### Task statement
Gather the lines below that include the string "sunlit", copying each in full.

___ Task data ___

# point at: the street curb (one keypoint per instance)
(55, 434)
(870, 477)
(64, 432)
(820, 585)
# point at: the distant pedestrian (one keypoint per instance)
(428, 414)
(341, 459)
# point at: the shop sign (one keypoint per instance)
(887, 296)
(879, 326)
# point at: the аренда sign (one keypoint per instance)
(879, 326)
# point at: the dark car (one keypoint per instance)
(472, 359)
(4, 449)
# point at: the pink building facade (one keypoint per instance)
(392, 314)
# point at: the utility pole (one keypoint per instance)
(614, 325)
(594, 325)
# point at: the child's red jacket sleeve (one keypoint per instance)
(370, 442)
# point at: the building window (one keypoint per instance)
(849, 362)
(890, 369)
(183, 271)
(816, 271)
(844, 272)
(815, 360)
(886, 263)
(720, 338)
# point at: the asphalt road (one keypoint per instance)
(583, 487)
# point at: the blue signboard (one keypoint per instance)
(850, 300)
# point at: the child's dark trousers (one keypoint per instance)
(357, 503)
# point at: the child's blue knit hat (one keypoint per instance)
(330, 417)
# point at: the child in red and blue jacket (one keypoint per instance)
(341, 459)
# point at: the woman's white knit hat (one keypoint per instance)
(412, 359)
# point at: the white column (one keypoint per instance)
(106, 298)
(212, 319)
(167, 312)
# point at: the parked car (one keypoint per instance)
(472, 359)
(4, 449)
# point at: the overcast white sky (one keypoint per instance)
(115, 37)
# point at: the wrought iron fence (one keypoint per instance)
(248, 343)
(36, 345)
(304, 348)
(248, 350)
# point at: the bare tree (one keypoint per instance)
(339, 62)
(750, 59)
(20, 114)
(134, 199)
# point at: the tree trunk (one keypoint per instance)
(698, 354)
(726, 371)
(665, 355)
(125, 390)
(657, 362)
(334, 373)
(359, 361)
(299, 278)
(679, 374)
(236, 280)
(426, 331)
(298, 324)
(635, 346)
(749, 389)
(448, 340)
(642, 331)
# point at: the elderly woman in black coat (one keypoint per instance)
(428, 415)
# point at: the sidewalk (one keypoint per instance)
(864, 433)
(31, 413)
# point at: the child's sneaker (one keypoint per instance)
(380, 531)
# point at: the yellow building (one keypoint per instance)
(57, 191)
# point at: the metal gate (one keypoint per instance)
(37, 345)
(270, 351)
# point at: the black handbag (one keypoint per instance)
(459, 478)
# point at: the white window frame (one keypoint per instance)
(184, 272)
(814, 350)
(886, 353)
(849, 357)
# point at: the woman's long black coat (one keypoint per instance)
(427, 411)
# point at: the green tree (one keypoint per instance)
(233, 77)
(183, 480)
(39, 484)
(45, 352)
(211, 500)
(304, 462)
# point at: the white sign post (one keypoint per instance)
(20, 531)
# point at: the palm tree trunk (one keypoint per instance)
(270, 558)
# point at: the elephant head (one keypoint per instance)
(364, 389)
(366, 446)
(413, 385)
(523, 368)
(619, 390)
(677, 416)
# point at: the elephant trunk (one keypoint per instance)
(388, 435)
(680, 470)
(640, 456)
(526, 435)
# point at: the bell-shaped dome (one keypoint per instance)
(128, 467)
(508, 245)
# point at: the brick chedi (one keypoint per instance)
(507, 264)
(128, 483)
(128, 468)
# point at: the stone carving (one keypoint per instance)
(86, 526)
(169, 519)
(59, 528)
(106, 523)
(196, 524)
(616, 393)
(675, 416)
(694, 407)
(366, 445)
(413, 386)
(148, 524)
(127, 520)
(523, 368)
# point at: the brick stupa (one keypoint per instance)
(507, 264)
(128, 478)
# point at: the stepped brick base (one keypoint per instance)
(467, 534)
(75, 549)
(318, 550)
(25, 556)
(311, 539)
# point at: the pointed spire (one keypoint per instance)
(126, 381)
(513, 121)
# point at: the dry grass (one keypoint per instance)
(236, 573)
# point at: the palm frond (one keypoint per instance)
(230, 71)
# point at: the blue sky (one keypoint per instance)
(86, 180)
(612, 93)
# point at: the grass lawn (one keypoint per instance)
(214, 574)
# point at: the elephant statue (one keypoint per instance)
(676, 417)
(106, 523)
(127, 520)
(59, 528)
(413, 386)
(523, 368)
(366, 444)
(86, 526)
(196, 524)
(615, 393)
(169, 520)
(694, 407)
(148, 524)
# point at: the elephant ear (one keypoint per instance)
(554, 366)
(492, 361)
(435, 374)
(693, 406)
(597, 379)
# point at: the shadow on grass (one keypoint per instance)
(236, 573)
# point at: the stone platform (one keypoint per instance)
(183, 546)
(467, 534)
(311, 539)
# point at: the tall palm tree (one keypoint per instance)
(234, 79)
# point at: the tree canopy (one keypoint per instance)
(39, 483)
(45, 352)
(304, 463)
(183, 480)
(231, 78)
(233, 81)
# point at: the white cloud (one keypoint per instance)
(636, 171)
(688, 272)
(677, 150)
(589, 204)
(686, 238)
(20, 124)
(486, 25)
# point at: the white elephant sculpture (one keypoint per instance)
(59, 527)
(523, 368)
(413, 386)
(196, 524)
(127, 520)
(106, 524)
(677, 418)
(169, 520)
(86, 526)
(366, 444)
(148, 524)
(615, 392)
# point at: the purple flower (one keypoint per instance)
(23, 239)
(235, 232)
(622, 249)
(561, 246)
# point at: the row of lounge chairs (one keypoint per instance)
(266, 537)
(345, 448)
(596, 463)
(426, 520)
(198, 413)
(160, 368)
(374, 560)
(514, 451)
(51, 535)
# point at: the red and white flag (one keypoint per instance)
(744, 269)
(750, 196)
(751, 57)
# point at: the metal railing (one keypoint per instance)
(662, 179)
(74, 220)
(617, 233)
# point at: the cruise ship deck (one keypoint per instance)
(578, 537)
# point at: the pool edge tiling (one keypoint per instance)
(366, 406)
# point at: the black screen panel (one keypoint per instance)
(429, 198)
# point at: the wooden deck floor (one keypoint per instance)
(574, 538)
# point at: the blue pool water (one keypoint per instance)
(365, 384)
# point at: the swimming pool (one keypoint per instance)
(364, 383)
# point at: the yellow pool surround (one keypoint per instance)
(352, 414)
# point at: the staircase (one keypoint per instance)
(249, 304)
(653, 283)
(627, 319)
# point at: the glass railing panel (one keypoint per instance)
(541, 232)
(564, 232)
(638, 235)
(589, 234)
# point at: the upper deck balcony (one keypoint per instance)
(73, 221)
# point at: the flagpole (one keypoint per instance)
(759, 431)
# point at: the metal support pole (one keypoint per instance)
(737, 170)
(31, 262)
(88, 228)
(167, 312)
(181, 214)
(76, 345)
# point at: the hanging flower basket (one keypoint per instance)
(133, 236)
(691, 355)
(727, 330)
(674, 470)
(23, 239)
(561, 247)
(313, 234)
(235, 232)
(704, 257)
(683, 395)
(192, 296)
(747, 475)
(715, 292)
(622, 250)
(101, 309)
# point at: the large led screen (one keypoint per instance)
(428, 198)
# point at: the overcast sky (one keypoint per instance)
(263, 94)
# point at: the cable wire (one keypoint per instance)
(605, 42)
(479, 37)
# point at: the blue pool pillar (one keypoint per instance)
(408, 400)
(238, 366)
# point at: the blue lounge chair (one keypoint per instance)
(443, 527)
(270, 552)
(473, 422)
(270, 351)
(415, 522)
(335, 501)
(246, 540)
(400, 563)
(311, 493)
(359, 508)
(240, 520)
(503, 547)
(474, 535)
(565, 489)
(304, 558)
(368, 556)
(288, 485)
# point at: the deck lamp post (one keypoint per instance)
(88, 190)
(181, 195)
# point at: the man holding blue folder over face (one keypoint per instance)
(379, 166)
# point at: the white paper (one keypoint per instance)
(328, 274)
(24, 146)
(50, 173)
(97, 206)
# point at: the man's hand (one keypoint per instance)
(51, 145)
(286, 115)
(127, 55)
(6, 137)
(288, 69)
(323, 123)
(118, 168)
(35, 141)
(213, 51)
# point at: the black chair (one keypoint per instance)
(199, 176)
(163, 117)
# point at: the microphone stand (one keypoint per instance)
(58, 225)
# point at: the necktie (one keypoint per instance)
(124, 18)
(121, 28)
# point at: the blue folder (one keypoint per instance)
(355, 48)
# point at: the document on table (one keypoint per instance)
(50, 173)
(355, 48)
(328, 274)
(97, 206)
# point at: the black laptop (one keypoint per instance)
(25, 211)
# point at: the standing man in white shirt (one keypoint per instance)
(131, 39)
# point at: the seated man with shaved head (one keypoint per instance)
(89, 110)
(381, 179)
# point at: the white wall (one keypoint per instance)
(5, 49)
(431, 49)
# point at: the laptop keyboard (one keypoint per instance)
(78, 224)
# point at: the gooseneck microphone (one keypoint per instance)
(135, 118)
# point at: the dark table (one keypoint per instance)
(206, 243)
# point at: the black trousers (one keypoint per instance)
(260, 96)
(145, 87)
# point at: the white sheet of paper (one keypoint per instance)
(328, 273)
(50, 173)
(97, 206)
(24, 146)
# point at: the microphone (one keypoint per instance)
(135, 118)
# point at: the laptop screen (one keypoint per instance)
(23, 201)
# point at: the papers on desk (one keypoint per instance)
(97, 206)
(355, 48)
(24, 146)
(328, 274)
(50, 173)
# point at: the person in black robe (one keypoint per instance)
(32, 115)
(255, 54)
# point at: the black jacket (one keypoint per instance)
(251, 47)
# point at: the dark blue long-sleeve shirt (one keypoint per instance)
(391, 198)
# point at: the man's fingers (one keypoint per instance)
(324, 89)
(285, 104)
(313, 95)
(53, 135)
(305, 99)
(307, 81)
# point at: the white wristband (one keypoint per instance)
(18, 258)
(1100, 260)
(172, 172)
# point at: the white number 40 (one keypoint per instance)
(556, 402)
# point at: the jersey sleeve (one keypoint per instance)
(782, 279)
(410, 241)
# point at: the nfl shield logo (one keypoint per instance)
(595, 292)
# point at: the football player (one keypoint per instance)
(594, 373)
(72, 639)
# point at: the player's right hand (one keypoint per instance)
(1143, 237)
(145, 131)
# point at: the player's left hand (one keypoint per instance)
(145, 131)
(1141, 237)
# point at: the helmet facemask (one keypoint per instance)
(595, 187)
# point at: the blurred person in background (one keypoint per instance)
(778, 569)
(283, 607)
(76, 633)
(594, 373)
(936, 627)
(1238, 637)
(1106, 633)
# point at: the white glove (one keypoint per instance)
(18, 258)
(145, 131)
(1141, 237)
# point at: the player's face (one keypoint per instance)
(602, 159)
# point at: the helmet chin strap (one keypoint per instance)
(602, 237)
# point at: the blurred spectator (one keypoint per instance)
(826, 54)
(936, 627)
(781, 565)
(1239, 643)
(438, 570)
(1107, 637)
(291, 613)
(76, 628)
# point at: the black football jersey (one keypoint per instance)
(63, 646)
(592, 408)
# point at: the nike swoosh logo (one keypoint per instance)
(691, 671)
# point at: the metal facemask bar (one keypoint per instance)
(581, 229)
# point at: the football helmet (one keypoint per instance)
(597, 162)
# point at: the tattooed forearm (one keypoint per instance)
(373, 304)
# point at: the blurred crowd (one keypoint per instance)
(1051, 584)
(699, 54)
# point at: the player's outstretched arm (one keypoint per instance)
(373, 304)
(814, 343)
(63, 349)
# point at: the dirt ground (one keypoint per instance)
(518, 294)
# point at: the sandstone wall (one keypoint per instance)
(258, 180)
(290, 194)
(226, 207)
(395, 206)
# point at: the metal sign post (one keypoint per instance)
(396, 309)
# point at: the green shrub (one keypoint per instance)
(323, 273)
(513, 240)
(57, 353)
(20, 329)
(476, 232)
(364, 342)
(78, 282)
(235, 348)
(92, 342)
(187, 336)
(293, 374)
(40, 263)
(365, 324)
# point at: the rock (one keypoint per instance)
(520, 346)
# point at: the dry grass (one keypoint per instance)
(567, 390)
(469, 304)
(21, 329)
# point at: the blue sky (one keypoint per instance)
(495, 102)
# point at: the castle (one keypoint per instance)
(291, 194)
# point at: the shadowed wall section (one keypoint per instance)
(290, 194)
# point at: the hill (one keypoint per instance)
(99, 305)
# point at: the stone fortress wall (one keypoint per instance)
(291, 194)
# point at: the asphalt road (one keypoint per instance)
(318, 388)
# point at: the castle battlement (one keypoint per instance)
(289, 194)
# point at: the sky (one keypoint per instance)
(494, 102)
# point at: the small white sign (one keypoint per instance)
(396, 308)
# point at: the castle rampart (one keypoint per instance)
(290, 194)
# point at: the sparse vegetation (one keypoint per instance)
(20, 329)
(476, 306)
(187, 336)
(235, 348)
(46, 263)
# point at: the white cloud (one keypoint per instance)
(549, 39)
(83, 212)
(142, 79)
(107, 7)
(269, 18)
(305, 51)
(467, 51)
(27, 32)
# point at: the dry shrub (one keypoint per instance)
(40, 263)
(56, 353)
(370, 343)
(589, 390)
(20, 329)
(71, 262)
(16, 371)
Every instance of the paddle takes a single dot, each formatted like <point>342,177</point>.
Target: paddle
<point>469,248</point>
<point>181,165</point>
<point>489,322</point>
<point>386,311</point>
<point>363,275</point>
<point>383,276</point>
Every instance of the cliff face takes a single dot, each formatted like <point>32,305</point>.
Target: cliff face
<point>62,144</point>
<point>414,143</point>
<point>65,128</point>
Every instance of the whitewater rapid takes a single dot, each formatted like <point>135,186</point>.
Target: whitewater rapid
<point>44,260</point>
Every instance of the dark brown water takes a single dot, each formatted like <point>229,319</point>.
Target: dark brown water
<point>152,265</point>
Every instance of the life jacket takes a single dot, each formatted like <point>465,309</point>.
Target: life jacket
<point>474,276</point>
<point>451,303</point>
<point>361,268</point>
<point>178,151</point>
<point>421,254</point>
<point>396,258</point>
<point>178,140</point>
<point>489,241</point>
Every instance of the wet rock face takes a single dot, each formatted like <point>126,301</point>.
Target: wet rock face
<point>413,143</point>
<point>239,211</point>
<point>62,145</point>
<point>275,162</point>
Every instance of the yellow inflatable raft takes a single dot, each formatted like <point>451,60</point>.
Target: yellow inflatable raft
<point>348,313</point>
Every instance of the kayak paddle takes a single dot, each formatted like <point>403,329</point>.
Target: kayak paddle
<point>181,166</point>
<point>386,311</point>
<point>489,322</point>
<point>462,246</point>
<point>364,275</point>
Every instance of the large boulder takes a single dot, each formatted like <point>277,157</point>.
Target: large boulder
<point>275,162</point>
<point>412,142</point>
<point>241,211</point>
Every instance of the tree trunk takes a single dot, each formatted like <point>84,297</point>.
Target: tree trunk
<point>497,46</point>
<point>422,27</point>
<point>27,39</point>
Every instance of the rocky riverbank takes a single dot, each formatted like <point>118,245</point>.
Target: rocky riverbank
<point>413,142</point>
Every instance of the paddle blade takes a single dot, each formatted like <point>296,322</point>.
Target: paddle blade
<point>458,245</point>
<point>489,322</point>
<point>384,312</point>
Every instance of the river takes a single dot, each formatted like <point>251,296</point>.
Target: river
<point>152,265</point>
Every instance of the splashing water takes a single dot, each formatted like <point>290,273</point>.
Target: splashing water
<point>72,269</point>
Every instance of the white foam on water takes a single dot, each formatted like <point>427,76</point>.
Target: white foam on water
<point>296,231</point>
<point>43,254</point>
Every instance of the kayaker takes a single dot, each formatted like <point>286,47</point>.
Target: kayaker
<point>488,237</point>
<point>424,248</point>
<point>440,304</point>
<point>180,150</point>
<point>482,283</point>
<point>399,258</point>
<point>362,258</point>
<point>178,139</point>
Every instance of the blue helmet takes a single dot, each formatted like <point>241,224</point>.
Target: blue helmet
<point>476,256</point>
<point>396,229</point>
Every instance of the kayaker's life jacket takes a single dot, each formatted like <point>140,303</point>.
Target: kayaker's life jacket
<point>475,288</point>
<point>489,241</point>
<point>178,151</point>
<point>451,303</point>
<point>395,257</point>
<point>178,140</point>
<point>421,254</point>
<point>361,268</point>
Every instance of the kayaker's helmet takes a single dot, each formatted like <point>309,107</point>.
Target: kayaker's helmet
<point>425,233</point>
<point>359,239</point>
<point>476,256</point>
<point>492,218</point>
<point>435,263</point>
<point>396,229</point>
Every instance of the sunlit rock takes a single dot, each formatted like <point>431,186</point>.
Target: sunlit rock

___

### Solved exercise
Every instance of the sunlit rock takes a single dot, each formatted like <point>431,186</point>.
Target: sunlit rock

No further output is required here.